__What this exercise asks__.
1. In the steam turbine rotor text, what material are the high temperature subsection components independently formed of?
2. Continue the steam turbine rotor text from where it stops.

* Begin Text section *

A steam turbine conventionally includes a rotor and a casing jacket. The rotor includes a rotatably mounted turbine shaft that includes blades. When heated and pressurized steam flows through the flow space between the casing jacket and the rotor, the turbine shaft is set in rotation as energy is transferred from the steam to the rotor. The rotor, and in particular the rotor shaft, often forms the bulk of the metal of the turbine. Thus, the metal that forms the rotor significantly contributes to the cost of the turbine. If the rotor is formed of a high cost, high temperature metal, the cost is even further increased. When manufacturing components of high temperature material, such as turbine rotors, forming large single-piece components results in expensive components, extended manufacturing time and such manufacturing capacity is often limited.
Accordingly, it would be desirable to provide a steam turbine rotor formed of smaller forgings than known in the art, having material that is less expensive on a per pound basis than a single forging and has greater ease of manufacture than known in the art for single-component rotor forgings.

SUMMARY OF THE INVENTION

According to an exemplary embodiment of the present disclosure, a sectioned rotor is disclosed that includes a high temperature section. The high temperature section includes a first high temperature material section, a second high temperature material section; and a sectioned high temperature material section formed of a plurality of high temperature material subsection components. The sectioned high temperature material section is joined to the first high temperature material section and the second high temperature section. The plurality of the high temperature subsection components are independently formed of a nickel-based superalloy.

* End Text section *
* Begin Record extracts *

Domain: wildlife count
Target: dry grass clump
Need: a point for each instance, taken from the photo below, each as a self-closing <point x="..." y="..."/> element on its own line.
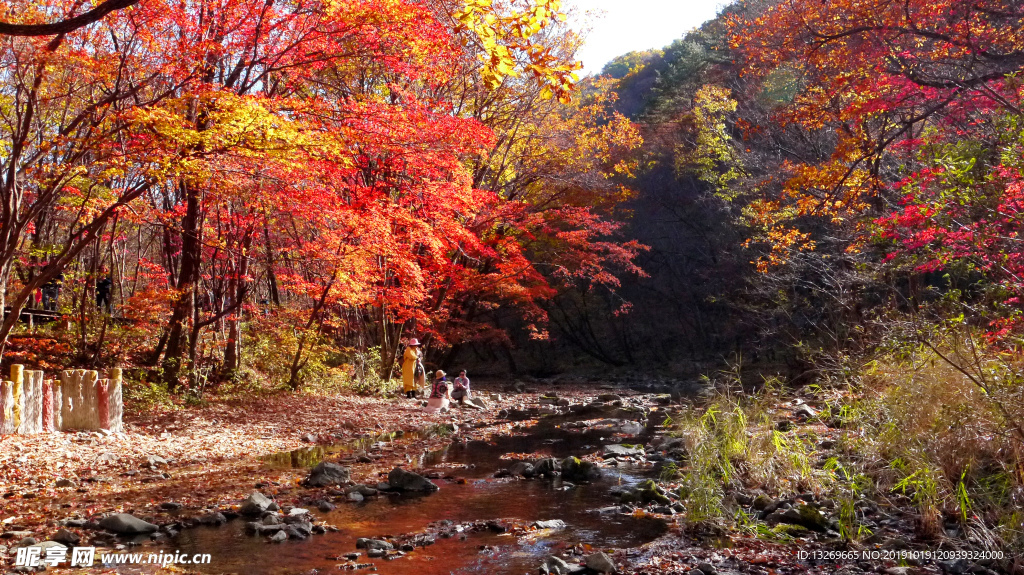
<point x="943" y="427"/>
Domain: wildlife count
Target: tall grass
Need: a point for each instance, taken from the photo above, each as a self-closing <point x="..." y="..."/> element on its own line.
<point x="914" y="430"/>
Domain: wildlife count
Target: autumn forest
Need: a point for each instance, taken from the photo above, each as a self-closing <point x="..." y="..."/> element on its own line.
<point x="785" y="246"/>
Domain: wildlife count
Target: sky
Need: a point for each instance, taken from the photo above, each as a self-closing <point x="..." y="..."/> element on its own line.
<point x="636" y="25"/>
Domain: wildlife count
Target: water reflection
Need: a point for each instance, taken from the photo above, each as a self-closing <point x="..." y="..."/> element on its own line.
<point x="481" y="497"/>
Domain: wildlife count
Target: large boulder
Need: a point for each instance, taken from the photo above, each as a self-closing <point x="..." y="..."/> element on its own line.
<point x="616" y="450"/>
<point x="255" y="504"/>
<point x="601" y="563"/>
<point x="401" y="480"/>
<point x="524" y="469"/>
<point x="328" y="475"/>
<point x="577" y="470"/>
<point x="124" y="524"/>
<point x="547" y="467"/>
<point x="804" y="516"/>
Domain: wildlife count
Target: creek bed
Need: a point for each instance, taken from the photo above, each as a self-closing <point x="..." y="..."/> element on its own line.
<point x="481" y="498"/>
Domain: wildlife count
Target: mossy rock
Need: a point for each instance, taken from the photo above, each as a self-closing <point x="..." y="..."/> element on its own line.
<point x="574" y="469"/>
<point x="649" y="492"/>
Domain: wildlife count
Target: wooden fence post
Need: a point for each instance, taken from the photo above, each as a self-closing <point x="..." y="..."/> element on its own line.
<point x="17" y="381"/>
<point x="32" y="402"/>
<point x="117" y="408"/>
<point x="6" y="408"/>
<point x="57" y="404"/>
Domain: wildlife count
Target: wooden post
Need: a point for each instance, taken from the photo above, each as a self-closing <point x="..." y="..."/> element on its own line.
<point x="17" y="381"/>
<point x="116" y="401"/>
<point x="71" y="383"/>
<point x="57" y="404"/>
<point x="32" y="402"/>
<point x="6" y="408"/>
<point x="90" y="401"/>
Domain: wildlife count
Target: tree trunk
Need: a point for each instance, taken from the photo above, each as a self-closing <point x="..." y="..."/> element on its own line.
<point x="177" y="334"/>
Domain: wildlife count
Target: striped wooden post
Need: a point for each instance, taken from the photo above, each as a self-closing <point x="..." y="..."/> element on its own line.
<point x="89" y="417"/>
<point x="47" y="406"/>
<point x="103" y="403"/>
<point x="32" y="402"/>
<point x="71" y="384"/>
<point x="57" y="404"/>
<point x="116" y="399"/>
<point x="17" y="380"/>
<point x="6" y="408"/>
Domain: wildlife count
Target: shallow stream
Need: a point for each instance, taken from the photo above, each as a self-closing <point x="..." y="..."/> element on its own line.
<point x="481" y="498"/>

* End Record extracts *
* Begin Record extracts *

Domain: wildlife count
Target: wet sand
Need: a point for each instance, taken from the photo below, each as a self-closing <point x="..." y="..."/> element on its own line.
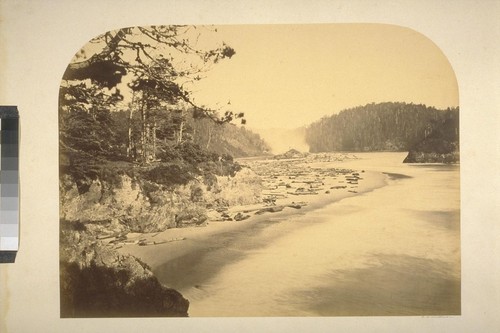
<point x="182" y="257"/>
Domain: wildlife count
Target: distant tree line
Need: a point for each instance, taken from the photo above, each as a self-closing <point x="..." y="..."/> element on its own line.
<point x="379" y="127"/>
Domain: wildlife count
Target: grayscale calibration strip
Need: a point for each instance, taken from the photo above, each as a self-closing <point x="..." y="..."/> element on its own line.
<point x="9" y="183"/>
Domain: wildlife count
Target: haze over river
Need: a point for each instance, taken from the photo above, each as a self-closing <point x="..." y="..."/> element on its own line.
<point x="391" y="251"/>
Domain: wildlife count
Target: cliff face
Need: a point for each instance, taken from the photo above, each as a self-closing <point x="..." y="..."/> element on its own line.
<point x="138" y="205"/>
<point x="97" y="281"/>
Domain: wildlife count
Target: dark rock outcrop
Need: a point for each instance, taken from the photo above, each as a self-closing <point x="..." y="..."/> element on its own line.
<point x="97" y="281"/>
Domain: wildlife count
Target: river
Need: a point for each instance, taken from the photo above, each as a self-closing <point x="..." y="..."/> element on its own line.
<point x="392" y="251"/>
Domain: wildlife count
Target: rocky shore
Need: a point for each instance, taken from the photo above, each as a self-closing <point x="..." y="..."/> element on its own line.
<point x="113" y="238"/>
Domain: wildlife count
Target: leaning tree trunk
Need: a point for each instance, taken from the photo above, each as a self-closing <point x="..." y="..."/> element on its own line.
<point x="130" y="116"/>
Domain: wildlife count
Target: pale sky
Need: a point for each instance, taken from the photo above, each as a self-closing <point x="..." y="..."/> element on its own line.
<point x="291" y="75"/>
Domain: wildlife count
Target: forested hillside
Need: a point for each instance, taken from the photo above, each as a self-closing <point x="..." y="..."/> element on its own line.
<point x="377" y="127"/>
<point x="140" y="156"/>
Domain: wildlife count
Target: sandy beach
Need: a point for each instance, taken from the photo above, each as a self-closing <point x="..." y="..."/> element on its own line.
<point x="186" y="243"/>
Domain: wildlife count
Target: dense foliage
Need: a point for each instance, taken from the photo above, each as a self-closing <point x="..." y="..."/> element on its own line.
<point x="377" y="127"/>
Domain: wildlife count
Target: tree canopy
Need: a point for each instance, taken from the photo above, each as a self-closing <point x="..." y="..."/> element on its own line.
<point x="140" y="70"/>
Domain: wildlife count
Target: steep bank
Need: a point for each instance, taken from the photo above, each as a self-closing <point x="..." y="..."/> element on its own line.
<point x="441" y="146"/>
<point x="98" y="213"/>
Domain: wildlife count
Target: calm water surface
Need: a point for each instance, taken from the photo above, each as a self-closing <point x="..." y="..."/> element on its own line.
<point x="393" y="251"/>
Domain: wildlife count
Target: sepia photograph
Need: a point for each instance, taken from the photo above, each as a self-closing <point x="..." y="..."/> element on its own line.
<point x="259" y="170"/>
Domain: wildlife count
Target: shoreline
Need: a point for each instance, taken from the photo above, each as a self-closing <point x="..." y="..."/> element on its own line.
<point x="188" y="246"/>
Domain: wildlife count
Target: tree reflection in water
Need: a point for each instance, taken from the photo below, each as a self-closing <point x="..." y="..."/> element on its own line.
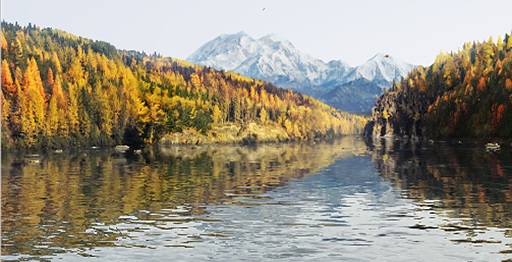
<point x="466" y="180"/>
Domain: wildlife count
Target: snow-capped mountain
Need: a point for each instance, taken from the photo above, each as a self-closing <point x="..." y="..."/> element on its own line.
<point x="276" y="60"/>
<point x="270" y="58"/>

* End Record extracts *

__The responses__.
1. A nickel-based superalloy.

2.
According to another exemplary embodiment of the present disclosure, a steam turbine is disclosed that includes a sectioned rotor. The sectioned rotor includes a high temperature section. The high temperature section includes a first high temperature material section, a second high temperature material section; and a sectioned high temperature material section formed of a plurality of high temperature material subsection components. The sectioned high temperature material section is joined to the first high temperature material section and the second high temperature section. The plurality of the high temperature subsection components are independently formed of a nickel-based superalloy.
According to another exemplary embodiment of the present disclosure, a method of manufacturing a rotor is disclosed that includes providing a first high temperature material section, a second high temperature material section and plurality of high temperature material subsection components. The plurality of high temperature material subsection components are fastened together to form a sectioned high temperature material section. The first high temperature material section, the second high temperature material section, and the sectioned high temperature material section are joined together to form a high pressure rotor section. The plurality of the high temperature subsection components are independently formed of a nickel based superalloy.
Other features and advantages of the present invention will be apparent from the following more detailed description of the preferred embodiment, taken in conjunction with the accompanying drawings which illustrate, by way of example, the principles of the invention.

BRIEF DESCRIPTION OF THE DRAWINGS

FIG. 1 is a sectional view of a steam turbine according to the present disclosure.
FIG. 2 is a sectional view of a portion of FIG. 1.

Wherever possible, the same reference numbers will be used throughout the drawings to represent the same parts.

DETAILED DESCRIPTION OF THE INVENTION

The present disclosure now will be described more fully hereinafter with reference to the accompanying drawings, in which an exemplary embodiment of the disclosure is shown. This disclosure may, however, be embodied in many different forms and should not be construed as limited to the embodiments set forth herein.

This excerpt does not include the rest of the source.